WORK INSTRUCTION - Please restate every record below word for word and skip the pictures.

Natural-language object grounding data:
══════════

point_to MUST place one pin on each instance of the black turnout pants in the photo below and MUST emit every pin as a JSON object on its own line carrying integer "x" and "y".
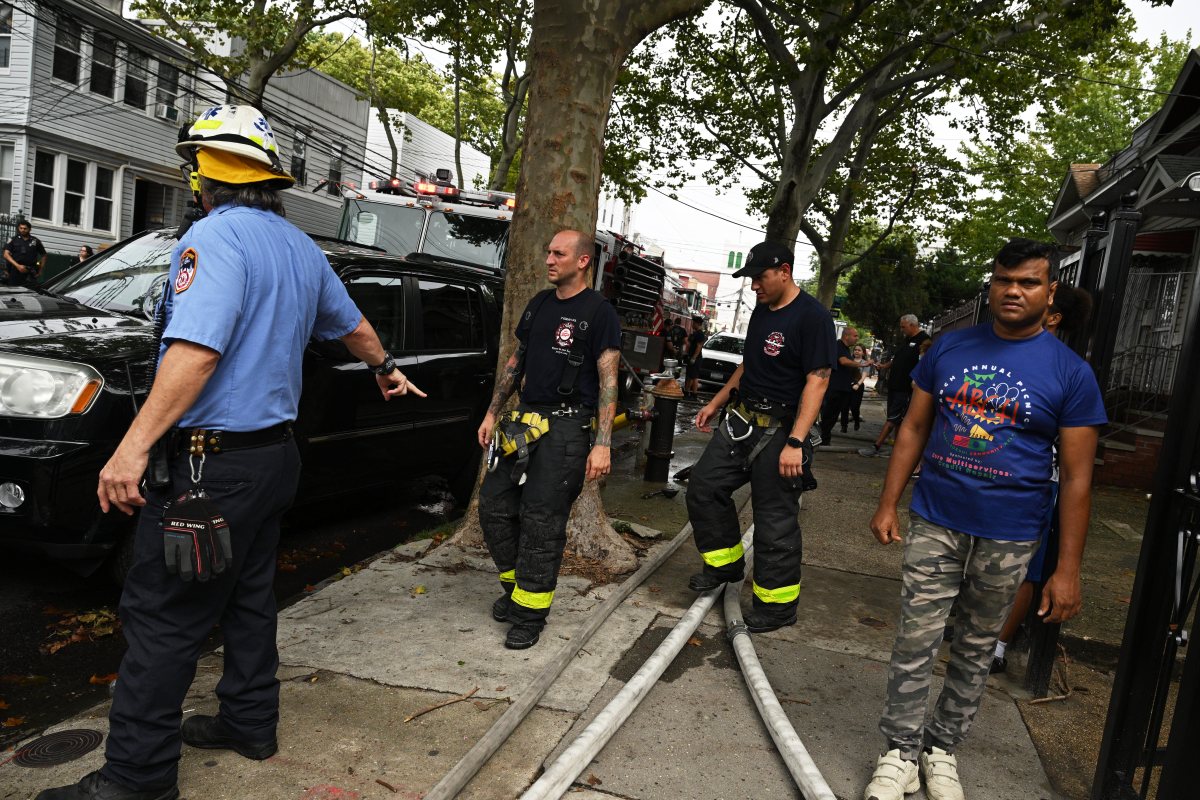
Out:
{"x": 720, "y": 470}
{"x": 525, "y": 525}
{"x": 166, "y": 620}
{"x": 834, "y": 405}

══════════

ANSWER BOX -
point_to MUST place one pin on each instance of the black turnout pants in the photo below and MUST emit every pin as a JSON object on its own line carrying integer "x" and "y".
Out:
{"x": 720, "y": 470}
{"x": 525, "y": 525}
{"x": 166, "y": 620}
{"x": 834, "y": 405}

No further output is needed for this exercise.